Company Culture

Cringe Fest or Catered Feast? How Workers Really Feel About Office Thanksgiving Events

Written by evan waters • November 12, 2025

Cringe Fest or Catered Feast? How Workers Really Feel About Office Thanksgiving Events

Thanksgiving in the office might sound warm and fuzzy — until someone suggests going around the room to share what they’re thankful for.

A new survey of 1,000 full-time employees from CaterCow found that while food brings people together, forced gratitude and potluck coordination tears them apart.

When asked to rate common corporate Thanksgiving traditions on a scale from “absolutely hate it” to “absolutely love it,” the Thanksgiving catered feast came out on top — scoring a 4.05 average, the highest of all options. Every other activity lagged behind, often by a full point or more.

“Quality catering lets people actually relax instead of stressing over what to bring,” highlighted Erik Jones, CTO of Chimo.ai. “And honestly, your team deserves to be fed well after the year they've put in.”

The “What I’m thankful for” roundtable, on the other hand, came dead last with a 3.13 average — even lower than pretending to work from home while skipping festivities altogether

The findings paint a picture of employees who are happy to gather over good corporate catering but increasingly allergic to anything that feels forced, performative, or awkwardly emotional.

NYC's Mighty Quinn's Barbeque Catered Thanksgiving Feast

The winners: food, simplicity, and giving back

At the top of the list were activities that centered on comfort and convenience. After the catered feast (4.05), charity drives (3.83) and simple gestures of gratitude from leadership (3.55) earned strong marks. A turkey raffle (3.47) and office potluck (3.48) performed moderately well but still trailed behind events that didn’t require employee labor or coordination.

ACTION ITEM
Can you write out the stretch of the office Thanksgiving article from "Written by evan" through "point or more.", word for word? The records have nothing to do with the office Thanksgiving article.

SUPPLIED ENTRIES

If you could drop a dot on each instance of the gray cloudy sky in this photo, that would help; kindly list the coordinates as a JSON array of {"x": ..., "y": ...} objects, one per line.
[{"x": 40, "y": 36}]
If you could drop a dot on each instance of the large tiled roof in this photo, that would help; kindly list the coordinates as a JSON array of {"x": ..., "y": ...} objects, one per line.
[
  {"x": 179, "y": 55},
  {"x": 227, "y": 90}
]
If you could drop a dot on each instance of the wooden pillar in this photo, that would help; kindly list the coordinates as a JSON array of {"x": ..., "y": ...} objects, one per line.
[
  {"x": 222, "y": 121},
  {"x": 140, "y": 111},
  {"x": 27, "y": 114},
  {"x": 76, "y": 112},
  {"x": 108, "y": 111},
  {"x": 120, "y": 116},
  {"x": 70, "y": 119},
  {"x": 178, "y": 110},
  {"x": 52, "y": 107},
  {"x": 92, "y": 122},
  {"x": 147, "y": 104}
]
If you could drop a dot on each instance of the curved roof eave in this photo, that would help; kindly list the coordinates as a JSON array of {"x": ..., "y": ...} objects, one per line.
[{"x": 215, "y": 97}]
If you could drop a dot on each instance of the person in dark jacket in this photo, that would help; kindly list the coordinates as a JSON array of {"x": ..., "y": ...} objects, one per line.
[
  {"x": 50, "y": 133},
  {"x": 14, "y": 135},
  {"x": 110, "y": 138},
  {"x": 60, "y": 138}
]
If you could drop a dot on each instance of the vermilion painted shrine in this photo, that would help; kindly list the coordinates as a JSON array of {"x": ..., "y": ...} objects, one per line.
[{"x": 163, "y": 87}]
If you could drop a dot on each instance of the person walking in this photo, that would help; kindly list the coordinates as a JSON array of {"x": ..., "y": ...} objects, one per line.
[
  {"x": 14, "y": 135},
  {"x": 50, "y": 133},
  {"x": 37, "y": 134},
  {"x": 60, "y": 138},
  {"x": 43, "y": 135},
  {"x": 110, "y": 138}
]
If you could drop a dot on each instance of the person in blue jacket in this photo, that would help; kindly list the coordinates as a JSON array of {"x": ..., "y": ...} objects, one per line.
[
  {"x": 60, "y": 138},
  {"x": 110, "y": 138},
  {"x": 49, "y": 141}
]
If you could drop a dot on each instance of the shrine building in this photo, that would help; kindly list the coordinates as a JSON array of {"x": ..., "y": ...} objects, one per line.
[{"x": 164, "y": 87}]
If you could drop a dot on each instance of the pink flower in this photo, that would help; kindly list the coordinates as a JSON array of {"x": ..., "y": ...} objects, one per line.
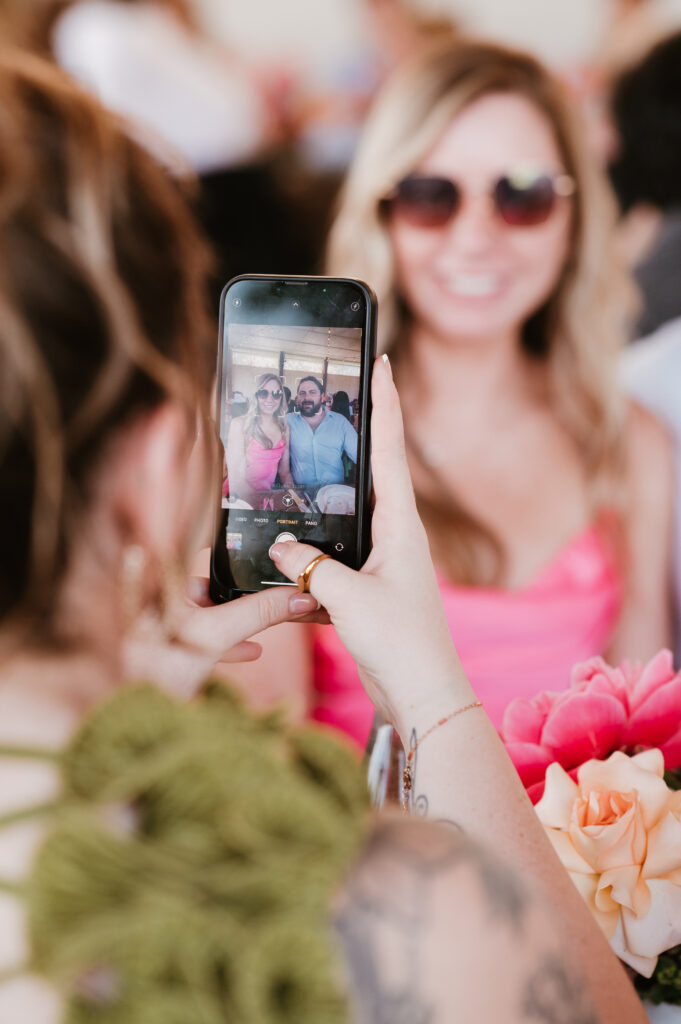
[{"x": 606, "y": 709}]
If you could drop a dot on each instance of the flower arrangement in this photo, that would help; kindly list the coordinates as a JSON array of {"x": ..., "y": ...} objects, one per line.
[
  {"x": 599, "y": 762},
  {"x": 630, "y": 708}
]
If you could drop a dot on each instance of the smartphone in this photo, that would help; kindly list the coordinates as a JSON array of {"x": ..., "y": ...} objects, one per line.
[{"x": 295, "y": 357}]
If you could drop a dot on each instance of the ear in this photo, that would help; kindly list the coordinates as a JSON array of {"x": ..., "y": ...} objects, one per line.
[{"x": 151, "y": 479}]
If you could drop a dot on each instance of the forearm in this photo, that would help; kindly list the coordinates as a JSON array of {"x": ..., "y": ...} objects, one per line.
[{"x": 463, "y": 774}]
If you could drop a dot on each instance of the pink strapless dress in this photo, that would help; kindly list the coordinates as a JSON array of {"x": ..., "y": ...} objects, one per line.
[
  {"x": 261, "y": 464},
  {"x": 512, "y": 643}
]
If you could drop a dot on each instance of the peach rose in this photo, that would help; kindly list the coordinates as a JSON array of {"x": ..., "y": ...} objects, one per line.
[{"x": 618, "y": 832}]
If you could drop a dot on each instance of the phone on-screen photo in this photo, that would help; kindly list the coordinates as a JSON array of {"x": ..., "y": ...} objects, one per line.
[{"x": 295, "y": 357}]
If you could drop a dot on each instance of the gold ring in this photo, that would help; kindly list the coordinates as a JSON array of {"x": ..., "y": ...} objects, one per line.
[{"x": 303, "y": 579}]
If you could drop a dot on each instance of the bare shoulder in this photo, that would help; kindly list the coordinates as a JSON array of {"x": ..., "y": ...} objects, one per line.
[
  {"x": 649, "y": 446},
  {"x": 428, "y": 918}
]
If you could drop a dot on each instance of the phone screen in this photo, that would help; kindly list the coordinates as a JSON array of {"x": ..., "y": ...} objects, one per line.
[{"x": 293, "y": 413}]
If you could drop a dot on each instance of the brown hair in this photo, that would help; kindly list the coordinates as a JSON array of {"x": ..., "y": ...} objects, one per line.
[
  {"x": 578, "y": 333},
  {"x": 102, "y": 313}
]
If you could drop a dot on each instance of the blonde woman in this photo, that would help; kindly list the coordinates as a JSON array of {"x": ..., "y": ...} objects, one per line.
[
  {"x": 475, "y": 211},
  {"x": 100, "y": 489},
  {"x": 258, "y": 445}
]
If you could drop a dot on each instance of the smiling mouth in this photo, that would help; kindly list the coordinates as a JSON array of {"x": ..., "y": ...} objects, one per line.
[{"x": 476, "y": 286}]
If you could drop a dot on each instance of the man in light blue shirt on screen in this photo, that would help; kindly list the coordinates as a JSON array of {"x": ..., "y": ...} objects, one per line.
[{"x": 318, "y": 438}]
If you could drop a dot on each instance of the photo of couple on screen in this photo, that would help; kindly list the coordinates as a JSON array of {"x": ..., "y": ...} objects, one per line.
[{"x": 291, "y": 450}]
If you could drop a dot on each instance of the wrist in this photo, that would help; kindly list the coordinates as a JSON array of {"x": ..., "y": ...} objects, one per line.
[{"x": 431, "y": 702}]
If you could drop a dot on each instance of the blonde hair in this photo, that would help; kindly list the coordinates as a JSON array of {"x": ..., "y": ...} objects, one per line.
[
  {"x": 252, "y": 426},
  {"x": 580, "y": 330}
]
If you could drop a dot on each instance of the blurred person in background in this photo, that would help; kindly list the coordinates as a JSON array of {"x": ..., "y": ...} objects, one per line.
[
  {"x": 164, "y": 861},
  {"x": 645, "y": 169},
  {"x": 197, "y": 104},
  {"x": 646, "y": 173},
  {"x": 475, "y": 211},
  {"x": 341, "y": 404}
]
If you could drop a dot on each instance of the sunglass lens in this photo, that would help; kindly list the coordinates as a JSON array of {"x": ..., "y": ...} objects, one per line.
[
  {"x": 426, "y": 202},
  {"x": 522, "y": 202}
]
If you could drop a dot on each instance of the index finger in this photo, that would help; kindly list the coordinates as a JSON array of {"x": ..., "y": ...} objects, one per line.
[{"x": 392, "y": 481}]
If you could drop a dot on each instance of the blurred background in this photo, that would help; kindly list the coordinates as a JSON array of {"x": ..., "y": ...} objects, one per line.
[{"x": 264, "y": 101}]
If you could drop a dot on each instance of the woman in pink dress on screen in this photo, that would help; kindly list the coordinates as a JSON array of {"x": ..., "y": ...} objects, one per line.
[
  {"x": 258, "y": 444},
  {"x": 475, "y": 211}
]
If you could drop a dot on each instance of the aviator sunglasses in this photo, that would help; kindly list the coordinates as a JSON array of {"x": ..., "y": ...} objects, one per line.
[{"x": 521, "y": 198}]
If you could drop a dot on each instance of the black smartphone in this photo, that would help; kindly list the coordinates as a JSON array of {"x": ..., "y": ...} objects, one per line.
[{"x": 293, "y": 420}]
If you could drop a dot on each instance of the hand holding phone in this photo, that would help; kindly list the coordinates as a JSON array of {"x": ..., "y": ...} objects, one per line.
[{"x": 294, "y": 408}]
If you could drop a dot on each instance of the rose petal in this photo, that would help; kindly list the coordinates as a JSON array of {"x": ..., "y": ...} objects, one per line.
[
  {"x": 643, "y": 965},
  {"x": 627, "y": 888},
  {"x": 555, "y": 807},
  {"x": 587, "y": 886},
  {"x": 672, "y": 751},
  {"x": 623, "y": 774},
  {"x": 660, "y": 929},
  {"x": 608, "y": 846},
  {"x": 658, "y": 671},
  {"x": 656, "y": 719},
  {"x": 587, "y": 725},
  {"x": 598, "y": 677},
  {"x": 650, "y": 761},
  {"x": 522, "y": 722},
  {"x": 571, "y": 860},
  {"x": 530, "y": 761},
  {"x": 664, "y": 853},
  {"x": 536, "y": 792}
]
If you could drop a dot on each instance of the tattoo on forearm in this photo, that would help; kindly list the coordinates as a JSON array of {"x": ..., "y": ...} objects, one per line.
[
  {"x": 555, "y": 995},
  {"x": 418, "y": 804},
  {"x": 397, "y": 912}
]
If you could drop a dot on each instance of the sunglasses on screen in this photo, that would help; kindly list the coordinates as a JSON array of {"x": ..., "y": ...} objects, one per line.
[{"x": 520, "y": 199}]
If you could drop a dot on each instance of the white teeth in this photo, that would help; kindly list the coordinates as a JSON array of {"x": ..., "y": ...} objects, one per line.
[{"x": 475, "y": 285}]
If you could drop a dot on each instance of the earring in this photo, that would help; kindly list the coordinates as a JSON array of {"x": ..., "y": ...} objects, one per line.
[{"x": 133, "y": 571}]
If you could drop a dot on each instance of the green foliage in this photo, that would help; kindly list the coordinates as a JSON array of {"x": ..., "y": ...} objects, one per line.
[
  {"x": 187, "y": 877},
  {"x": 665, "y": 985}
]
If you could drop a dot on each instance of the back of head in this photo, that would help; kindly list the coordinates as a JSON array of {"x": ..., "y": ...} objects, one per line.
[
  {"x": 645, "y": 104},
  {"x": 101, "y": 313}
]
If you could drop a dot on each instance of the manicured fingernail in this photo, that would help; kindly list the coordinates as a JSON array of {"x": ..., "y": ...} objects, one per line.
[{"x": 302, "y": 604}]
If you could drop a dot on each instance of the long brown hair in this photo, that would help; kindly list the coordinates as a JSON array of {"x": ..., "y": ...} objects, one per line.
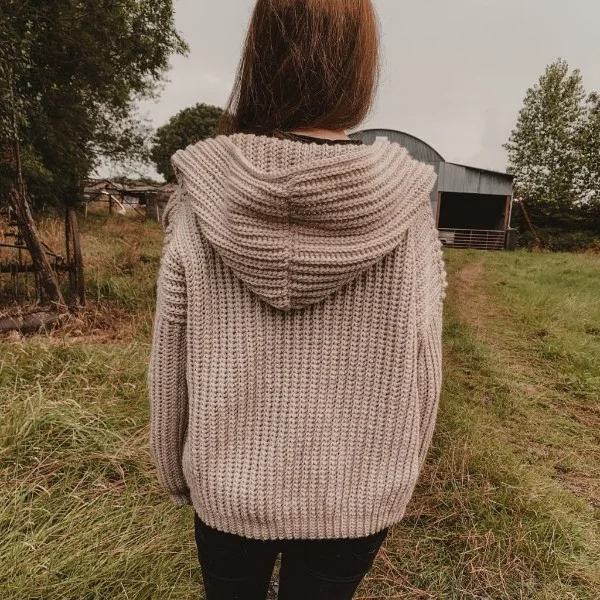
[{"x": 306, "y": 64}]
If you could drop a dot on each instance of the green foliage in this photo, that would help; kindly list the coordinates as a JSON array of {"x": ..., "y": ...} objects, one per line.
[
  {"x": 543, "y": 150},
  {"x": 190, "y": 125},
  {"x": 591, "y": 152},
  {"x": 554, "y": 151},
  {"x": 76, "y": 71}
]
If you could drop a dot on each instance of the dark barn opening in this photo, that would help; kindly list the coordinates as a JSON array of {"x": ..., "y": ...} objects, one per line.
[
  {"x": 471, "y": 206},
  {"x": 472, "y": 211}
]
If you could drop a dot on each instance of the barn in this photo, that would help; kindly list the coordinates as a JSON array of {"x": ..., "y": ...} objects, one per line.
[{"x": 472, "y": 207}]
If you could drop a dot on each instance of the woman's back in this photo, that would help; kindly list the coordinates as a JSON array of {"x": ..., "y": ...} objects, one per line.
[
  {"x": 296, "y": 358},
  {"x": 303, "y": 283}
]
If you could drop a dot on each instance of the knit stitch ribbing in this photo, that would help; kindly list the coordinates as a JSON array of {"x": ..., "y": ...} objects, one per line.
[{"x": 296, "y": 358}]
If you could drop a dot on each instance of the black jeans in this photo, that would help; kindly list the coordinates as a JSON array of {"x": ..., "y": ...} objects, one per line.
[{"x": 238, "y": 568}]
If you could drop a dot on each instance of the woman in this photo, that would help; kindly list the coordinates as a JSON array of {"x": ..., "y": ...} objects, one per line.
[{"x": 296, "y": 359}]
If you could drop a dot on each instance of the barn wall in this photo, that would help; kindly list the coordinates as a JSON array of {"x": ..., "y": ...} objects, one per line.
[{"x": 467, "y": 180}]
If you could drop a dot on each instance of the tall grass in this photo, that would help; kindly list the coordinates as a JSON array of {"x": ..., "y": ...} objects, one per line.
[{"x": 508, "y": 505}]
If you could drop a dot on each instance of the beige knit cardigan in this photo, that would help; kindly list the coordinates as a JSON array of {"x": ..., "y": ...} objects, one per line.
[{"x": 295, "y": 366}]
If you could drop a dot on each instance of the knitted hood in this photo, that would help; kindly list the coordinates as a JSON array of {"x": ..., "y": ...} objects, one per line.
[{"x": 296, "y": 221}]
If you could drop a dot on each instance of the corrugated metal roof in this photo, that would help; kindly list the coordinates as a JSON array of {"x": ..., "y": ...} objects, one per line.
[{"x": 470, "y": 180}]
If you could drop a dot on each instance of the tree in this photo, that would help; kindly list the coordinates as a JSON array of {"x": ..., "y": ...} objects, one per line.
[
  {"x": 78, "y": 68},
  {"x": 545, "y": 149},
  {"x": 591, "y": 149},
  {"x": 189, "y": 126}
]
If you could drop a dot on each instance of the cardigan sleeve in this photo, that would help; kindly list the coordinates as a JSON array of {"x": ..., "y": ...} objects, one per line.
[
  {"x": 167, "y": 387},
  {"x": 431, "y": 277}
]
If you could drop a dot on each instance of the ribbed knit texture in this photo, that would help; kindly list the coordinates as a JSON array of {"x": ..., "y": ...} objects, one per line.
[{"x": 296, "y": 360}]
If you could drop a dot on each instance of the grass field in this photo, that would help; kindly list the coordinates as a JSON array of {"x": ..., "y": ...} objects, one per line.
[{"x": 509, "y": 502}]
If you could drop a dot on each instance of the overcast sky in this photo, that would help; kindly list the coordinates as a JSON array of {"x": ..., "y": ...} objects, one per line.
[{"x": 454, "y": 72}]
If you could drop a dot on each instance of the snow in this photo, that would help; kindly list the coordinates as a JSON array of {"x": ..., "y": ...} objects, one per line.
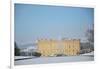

PROBLEM SOLUTION
Written by evan waters • November 12, 2025

Cringe Fest or Catered Feast? How Workers Really Feel About Office Thanksgiving Events

Thanksgiving in the office might sound warm and fuzzy — until someone suggests going around the room to share what they’re thankful for.

A new survey of 1,000 full-time employees from CaterCow found that while food brings people together, forced gratitude and potluck coordination tears them apart.

When asked to rate common corporate Thanksgiving traditions on a scale from “absolutely hate it” to “absolutely love it,” the Thanksgiving catered feast came out on top — scoring a 4.05 average, the highest of all options. Every other activity lagged behind, often by a full point or more.